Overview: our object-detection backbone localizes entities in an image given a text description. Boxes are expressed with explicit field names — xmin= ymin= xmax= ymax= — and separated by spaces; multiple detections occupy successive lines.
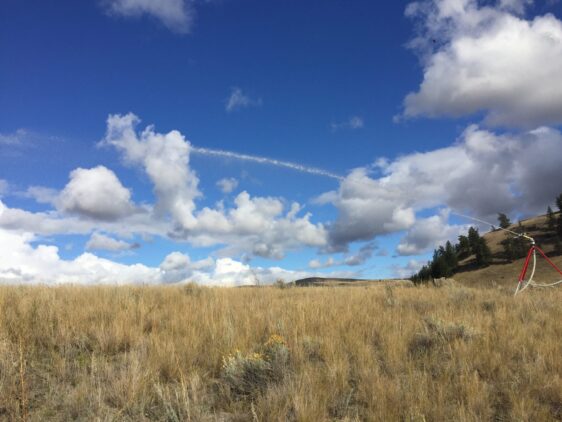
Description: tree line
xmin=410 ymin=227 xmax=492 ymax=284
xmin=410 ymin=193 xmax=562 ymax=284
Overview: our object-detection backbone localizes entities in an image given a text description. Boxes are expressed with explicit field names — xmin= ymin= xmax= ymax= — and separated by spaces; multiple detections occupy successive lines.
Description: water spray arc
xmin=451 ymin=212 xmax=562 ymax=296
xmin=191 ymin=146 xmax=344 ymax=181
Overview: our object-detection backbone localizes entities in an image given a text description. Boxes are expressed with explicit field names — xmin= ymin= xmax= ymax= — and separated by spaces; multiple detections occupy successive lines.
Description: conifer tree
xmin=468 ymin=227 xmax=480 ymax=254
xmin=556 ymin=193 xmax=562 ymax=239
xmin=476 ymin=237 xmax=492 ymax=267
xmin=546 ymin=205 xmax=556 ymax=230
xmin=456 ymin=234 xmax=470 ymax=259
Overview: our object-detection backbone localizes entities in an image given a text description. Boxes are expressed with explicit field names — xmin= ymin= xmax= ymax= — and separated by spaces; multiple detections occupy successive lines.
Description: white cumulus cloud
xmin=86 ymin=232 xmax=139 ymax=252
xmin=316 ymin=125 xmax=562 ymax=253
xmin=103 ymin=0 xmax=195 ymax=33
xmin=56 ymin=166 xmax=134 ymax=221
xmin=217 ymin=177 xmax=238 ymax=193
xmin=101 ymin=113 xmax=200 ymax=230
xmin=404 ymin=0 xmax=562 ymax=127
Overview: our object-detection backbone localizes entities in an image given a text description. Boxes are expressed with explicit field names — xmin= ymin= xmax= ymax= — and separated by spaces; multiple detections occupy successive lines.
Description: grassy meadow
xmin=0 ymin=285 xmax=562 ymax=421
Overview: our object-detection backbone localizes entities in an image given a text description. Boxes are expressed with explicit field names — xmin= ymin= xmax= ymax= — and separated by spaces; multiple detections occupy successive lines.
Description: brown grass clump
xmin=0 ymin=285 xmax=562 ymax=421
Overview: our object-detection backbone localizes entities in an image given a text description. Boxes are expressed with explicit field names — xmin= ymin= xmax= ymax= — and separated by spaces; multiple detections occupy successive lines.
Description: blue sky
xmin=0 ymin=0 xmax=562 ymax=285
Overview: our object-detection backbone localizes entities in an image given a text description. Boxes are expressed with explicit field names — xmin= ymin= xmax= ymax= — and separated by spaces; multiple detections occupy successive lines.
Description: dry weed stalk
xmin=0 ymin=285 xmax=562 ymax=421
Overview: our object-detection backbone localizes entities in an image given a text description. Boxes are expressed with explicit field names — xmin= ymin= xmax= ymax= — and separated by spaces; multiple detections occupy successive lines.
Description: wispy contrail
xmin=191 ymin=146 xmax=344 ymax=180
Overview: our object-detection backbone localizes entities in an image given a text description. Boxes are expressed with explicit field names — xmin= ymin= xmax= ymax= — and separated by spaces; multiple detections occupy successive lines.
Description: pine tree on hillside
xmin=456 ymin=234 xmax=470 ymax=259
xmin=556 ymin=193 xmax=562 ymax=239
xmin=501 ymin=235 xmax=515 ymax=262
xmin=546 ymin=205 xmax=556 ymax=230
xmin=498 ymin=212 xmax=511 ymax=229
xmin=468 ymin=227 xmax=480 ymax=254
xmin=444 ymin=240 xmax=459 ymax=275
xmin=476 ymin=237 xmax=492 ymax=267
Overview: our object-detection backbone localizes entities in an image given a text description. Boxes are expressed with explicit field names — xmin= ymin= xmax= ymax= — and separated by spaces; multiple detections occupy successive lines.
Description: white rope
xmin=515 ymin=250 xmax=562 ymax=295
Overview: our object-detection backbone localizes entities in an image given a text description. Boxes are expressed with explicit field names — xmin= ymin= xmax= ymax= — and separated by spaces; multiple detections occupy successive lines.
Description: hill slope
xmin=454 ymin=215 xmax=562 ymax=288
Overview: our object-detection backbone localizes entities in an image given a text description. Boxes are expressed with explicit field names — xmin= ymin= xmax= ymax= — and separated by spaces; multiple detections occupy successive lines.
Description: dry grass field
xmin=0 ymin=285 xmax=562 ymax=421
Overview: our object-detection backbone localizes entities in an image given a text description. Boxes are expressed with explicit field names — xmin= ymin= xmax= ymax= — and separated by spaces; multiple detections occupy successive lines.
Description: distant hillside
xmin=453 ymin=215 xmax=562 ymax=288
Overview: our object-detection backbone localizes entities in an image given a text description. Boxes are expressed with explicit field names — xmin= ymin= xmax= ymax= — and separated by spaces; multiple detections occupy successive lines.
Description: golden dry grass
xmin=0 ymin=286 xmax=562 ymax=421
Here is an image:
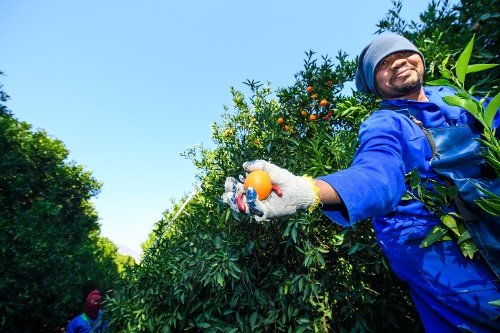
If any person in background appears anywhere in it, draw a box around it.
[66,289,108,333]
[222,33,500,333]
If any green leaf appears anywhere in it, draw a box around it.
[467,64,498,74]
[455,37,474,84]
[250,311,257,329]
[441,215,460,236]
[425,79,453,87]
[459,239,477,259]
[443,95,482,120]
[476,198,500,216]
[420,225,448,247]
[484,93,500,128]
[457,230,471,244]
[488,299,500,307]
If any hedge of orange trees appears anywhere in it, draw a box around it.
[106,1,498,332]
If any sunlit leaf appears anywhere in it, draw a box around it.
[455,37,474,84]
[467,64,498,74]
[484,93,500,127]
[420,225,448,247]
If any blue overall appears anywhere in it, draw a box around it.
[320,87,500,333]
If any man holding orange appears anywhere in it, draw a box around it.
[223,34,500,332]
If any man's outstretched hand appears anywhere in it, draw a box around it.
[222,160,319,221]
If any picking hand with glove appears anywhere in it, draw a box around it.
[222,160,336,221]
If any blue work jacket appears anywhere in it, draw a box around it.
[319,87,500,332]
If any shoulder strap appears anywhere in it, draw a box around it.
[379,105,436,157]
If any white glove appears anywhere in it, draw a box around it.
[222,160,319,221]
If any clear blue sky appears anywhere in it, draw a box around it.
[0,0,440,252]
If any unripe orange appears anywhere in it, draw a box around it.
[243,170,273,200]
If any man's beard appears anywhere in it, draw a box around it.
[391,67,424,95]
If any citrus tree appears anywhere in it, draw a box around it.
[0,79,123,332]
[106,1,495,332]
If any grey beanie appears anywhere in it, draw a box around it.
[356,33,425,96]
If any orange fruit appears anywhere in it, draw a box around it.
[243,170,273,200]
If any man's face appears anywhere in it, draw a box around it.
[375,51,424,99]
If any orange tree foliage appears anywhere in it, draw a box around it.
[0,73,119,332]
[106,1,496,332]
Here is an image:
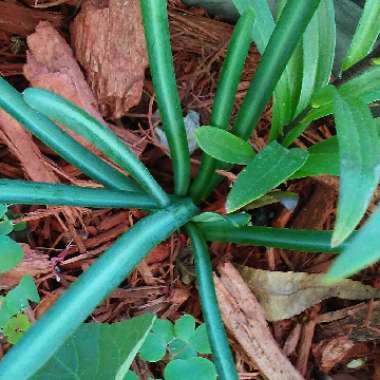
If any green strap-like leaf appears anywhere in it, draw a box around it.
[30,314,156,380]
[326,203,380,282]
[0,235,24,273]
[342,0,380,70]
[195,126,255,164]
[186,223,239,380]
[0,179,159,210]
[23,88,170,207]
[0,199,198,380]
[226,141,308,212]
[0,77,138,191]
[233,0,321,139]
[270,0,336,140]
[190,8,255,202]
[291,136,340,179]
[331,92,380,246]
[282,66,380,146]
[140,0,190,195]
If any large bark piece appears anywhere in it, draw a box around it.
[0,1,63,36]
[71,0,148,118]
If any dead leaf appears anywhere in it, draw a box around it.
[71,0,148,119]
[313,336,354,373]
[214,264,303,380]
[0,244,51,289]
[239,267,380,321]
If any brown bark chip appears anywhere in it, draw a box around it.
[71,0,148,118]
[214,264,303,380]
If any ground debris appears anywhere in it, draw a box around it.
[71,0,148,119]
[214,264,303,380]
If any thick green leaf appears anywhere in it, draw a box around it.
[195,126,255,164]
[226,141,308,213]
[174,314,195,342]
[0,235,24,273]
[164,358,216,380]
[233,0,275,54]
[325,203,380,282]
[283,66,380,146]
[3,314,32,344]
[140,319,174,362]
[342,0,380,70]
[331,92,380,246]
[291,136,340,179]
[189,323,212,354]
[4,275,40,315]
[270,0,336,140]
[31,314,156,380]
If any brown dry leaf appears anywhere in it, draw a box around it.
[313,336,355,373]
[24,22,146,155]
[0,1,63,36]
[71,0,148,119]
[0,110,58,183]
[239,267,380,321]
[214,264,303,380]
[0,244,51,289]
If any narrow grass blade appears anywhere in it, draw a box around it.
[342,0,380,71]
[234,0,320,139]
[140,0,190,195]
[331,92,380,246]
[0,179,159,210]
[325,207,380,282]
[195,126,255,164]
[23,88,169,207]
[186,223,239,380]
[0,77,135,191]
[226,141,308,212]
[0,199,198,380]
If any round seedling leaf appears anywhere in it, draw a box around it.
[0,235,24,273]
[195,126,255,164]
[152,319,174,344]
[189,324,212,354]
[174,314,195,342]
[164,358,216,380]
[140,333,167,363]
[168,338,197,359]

• _Job_
Edit the rows from the start through the line containing "xmin=410 ymin=227 xmax=492 ymax=284", replacing "tree line" with "forest edge" and keeping everything else the same. Leave the pictures out of your answer.

• _Task response_
Overview: our object-detection backbone localizes entities in an image given a text description. Boxes are expressed with explicit field names — xmin= ymin= xmax= ymax= — and separated by spaces; multiple detections occupy successive lines.
Description: forest edge
xmin=410 ymin=227 xmax=492 ymax=284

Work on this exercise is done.